--- Problema breve ---
Escribe la continuación del texto sobre el desencanto y la permanencia en los cargos públicos, empezando justo después de su última oración.

--- Texto extraído ---
##############################

Miércoles, 30 de marzo.
Victoriano Santana*
Entiendo lo que significa el desencanto, lo que representa, lo que afecta. Y la decepción, y el «esto no era lo que yo me esperaba». Capto el alcance de las señaladas conclusiones. Todos tenemos derecho a sentirnos así y a tomar decisiones al respecto: en unos casos, hacer lo posible por mejorar la situación aportando alternativas; en otros, dar un paso atrás y decidir el abandono de aquello que nos produce tanto pesar después de asumir la irreversibilidad de nuestros sentimientos. Ambas determinaciones entran dentro de lo que puede calificarse como aceptable, razonable, inevitable… Las relaciones personales, las iniciativas laborales, las inquietudes intelectuales, las pertenencias asociativas, etc., se ven sometidas a menudo al dilema de seguir con los necesarios cambios para que se minimice el malestar o no continuar y emprender un nuevo camino.
Mas en esto, como todo en la vida, hay matices. Un ejemplo: en muchas ocasiones no se puede renunciar a un puesto de trabajo que no cubre las expectativas depositadas en él y que no podemos optimizar sin que ello traiga consigo un daño mayor (falta de ingresos económicos, problemas en la organización doméstica, pérdida de ciertos beneficios personales, etc.). La resignación y la espera de una oportunidad mejor parecen ser lo único que cabe hacer en este tipo de situaciones.
¿Para una ocupación relacionada con la representación pública de la ciudadanía (concejales, consejeras, parlamentarios, diputadas…) y por la que se recibe unos ingresos económicos constantes y una capacidad de proyección personal verificable gracias a los contactos obtenidos y las alternativas con las que llevar a cabo diferentes planes de supervivencia con cierta abundancia [ironía modo “on”] es admisible el matiz expuesto y, con él, la inevitable asunción de que se ha de permanecer en el cargo porque no queda más remedio? Cubro con esta extensa pregunta el primer tramo de mi exposición. Sin perderlo de vista, abordo a continuación el segundo.

##############################

--- Datos almacenados ---
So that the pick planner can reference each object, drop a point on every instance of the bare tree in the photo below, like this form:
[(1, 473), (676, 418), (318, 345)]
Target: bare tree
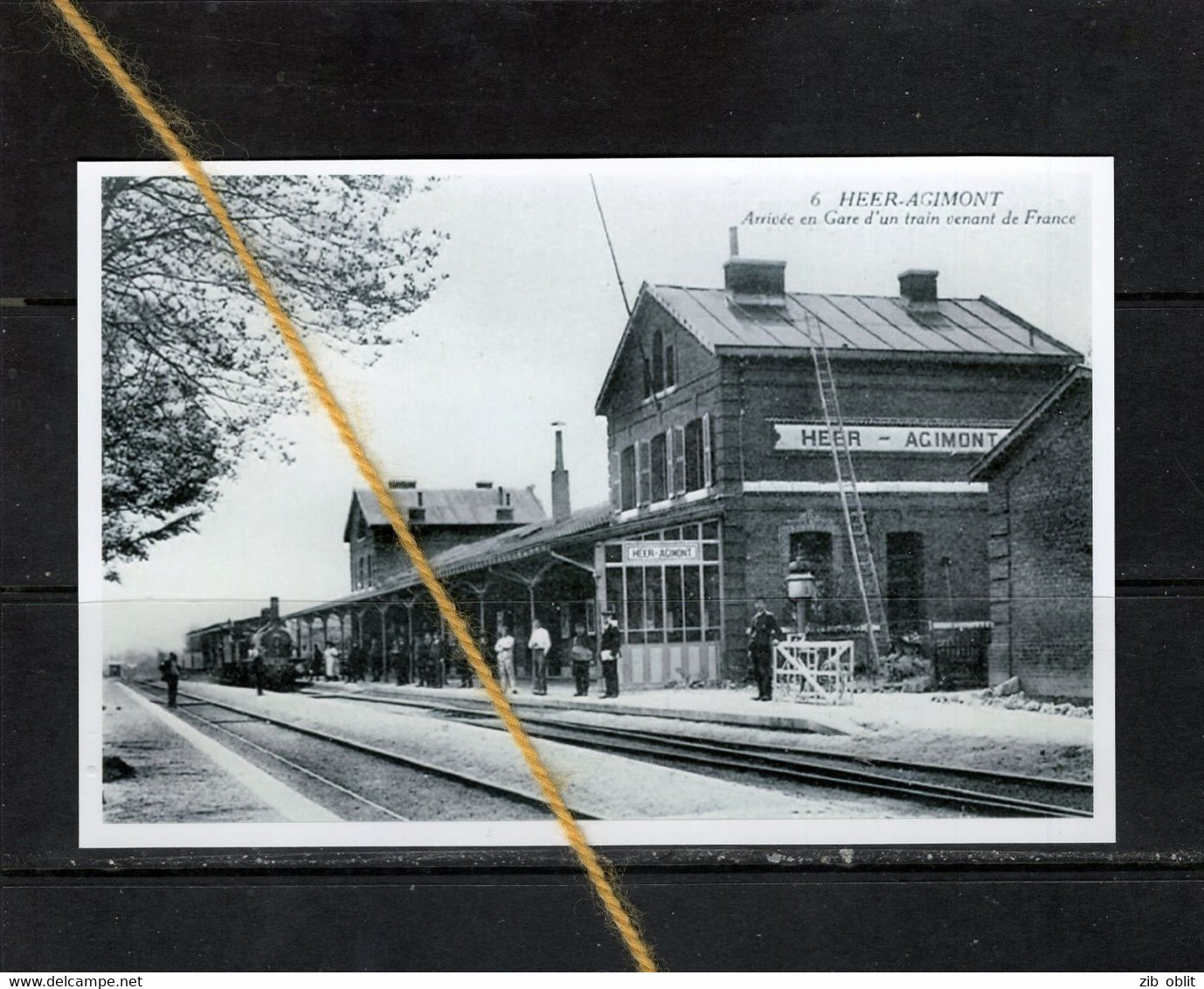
[(193, 370)]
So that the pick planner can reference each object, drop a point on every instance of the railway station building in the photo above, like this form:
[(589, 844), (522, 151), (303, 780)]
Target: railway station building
[(1041, 544), (720, 452), (722, 476)]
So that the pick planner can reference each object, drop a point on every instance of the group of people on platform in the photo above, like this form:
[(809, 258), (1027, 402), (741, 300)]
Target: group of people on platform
[(436, 663)]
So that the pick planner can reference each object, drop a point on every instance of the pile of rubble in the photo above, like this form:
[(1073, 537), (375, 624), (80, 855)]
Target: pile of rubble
[(1010, 695)]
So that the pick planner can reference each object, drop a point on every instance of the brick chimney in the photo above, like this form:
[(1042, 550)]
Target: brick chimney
[(560, 502), (752, 282), (917, 289)]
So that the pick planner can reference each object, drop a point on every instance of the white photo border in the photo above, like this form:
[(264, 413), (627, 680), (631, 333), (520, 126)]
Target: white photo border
[(1101, 827)]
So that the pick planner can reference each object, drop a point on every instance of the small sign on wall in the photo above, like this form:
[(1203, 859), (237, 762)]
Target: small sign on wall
[(662, 552), (816, 438)]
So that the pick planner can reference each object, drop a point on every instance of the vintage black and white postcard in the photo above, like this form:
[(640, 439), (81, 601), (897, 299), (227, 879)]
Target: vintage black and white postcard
[(778, 493)]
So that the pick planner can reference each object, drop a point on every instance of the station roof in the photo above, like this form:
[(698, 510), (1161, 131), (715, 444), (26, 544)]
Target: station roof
[(451, 506), (853, 325), (857, 323), (522, 543)]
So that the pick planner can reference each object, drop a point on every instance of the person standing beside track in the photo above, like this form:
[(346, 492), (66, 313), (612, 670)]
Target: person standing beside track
[(257, 667), (612, 651), (503, 651), (171, 674), (540, 646), (583, 660), (762, 633), (330, 657)]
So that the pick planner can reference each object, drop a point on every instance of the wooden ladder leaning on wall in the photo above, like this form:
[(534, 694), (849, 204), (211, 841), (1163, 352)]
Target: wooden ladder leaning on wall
[(876, 632)]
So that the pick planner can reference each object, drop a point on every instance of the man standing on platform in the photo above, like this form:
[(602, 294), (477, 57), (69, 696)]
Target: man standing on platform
[(764, 633), (503, 651), (583, 659), (540, 646), (612, 651)]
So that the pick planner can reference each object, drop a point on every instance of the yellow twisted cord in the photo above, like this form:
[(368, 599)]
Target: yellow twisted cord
[(604, 886)]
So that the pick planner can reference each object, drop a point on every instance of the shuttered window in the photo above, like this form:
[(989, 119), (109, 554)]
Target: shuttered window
[(679, 460), (644, 469), (660, 467), (627, 479)]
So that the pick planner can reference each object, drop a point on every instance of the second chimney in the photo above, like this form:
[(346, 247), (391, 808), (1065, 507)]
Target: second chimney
[(752, 282), (917, 288)]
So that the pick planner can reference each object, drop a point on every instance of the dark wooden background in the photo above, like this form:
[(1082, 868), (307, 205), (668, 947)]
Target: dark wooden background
[(349, 79)]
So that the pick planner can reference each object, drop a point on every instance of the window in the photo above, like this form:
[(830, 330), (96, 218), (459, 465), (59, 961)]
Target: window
[(627, 479), (696, 442), (668, 604), (694, 455), (644, 469), (679, 460), (660, 467), (904, 579)]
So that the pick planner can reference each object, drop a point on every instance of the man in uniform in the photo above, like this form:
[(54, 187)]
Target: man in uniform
[(540, 646), (171, 674), (612, 649), (762, 633), (503, 649), (583, 659)]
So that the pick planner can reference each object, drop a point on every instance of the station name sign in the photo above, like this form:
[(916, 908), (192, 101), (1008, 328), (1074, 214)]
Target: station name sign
[(661, 552), (816, 438)]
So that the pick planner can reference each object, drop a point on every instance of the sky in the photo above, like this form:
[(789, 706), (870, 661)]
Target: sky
[(522, 331)]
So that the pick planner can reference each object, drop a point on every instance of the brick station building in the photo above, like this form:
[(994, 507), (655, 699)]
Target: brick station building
[(1041, 544), (722, 463)]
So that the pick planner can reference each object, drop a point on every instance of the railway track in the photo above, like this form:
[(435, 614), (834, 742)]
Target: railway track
[(978, 792), (354, 779)]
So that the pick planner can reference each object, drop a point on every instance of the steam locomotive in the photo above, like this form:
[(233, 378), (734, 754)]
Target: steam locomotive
[(225, 651)]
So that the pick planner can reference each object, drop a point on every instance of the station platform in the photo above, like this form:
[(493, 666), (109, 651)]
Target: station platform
[(869, 713), (162, 770)]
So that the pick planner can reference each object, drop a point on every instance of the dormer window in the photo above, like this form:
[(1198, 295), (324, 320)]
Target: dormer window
[(662, 369)]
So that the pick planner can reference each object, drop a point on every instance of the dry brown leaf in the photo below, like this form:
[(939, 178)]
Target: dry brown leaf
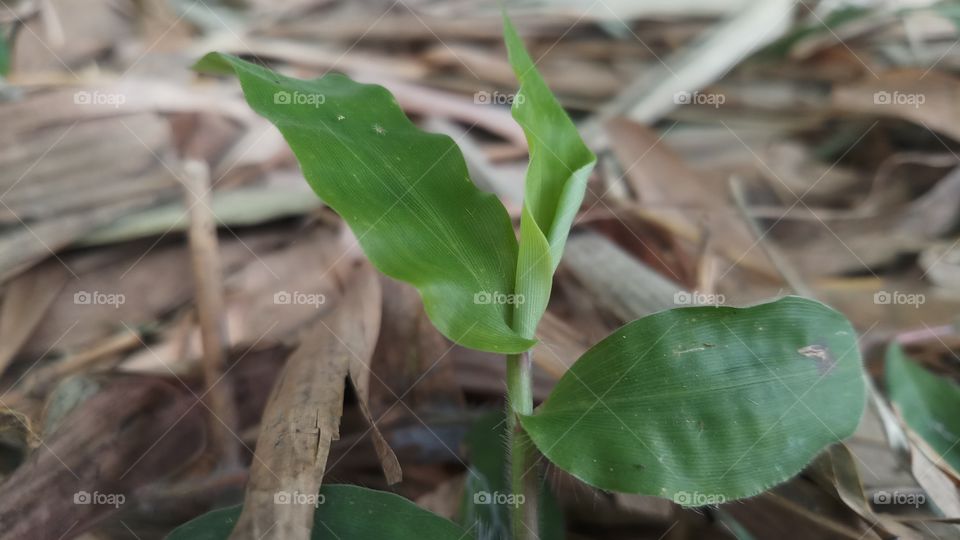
[(25, 302), (303, 415), (927, 98), (684, 200)]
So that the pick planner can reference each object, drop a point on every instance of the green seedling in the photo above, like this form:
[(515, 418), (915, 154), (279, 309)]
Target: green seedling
[(701, 405)]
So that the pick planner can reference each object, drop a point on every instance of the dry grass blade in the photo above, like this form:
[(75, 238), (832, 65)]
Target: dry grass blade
[(303, 415)]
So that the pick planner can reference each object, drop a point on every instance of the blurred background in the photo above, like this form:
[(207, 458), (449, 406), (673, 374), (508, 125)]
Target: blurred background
[(161, 256)]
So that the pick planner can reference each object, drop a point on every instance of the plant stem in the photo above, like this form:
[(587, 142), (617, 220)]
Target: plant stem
[(523, 470)]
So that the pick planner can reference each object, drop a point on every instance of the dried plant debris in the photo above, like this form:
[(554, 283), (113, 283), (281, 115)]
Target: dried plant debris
[(746, 151)]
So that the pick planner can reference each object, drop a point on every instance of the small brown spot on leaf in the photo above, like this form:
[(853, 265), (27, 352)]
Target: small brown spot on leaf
[(821, 355)]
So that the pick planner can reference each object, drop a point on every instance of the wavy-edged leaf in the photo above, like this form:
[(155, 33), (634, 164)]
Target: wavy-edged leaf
[(706, 404), (927, 403), (404, 192), (345, 512), (560, 164)]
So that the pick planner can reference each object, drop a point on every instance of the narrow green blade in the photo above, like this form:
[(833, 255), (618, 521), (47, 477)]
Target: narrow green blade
[(405, 193), (928, 404), (345, 512), (560, 164), (706, 404)]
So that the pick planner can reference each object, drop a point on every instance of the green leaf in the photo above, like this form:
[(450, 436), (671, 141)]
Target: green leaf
[(345, 512), (706, 404), (405, 193), (560, 164), (487, 484), (927, 403)]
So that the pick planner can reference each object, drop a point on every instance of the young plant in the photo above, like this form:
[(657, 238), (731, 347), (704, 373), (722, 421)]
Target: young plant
[(701, 405)]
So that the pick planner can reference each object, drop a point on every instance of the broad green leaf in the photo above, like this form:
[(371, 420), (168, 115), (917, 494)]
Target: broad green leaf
[(405, 193), (560, 164), (706, 404), (486, 496), (927, 403), (345, 512)]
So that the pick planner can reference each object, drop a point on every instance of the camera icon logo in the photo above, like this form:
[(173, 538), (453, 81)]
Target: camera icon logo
[(82, 98)]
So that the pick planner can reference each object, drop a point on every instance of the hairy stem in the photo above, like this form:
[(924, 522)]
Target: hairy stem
[(524, 481)]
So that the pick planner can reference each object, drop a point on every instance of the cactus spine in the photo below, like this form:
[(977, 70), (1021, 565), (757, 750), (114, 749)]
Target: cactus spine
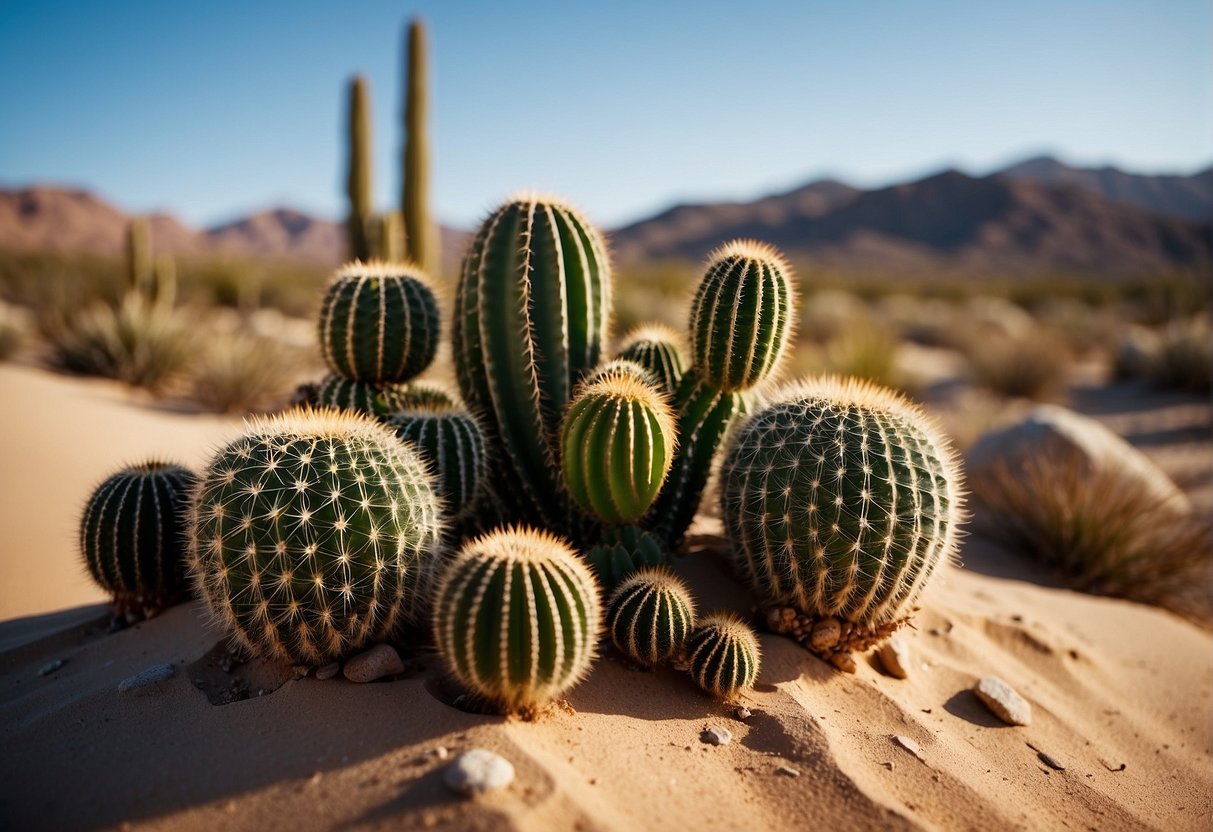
[(841, 500), (132, 536), (651, 613), (530, 318), (517, 617), (308, 536)]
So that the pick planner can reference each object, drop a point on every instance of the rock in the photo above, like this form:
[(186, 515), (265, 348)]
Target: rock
[(1003, 701), (478, 771), (146, 681), (715, 735), (381, 660), (894, 656)]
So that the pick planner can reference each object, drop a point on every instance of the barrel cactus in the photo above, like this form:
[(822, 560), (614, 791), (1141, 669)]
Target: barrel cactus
[(309, 535), (841, 500), (650, 614), (517, 617), (132, 536), (379, 323), (722, 655)]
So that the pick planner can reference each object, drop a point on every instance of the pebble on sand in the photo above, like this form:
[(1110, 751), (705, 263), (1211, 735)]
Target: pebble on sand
[(478, 771), (1003, 701)]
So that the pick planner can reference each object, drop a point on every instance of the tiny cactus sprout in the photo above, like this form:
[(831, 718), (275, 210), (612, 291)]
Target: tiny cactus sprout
[(309, 535), (517, 617), (379, 323), (616, 446), (132, 536), (723, 656), (650, 616), (840, 500)]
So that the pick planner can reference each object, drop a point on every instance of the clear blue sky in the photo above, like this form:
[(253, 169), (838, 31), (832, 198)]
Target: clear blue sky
[(214, 109)]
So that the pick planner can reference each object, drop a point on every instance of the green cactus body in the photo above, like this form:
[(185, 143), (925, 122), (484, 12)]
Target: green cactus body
[(450, 442), (655, 348), (132, 536), (616, 446), (517, 617), (379, 323), (624, 551), (705, 415), (530, 319), (309, 535), (741, 317), (723, 655), (841, 500), (650, 615)]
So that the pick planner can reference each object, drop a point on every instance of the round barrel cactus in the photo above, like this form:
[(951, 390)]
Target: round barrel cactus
[(132, 536), (379, 323), (741, 317), (309, 535), (650, 614), (517, 617), (616, 446), (841, 500)]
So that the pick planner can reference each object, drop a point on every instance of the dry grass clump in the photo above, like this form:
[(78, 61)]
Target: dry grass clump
[(1103, 530)]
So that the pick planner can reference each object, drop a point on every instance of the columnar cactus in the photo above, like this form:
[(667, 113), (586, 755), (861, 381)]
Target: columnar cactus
[(616, 445), (841, 500), (132, 536), (723, 655), (379, 323), (650, 615), (517, 617), (530, 318), (309, 535)]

##############################

--- Respuesta del ejercicio ---
No me gustan las listas cerradas. Siempre me han molestado. Las considero una anomalía del sistema. A mi juicio, con ellas los partidos políticos pagan favores, sujetan lealtades y promueven un tipo de vinculación entre sus integrantes más propio de mercenarios y cazafortunas que de asociados por un impulso altruista. ¿Hay excepciones? Sí, supongo que debe haberlas, como todo en este mundo. Llevo ejerciendo mi condición de votante desde que cumplí los dieciocho años y tengo puesto un pie en el medio siglo (en breve pondré el otro). No he faltado a ninguna elección convocada, sea de la naturaleza que sea, y mis impresiones sobre este particular asunto relacionado con el valioso quehacer democrático de elegir a nuestros representantes no han variado aún: ¿por qué si me gusta mucho la candidata que encabeza una papeleta debo aceptar sin más a la que va en segundo lugar, cuando tengo claro —gracias a mi experiencia vital y a la información obtenida a través de lecturas y escuchas— que es una persona que no reúne las condiciones que para mí han de poseer quienes se postulen por un puesto en, por ejemplo, el Congreso de los Diputados? Si no confío en ella, me parece lamentable verme obligado a facilitarle el paso a las instituciones por el simple hecho de estar en la misma relación de aspirantes a un cargo en la que aparece alguien que sí cuenta con mis parabienes.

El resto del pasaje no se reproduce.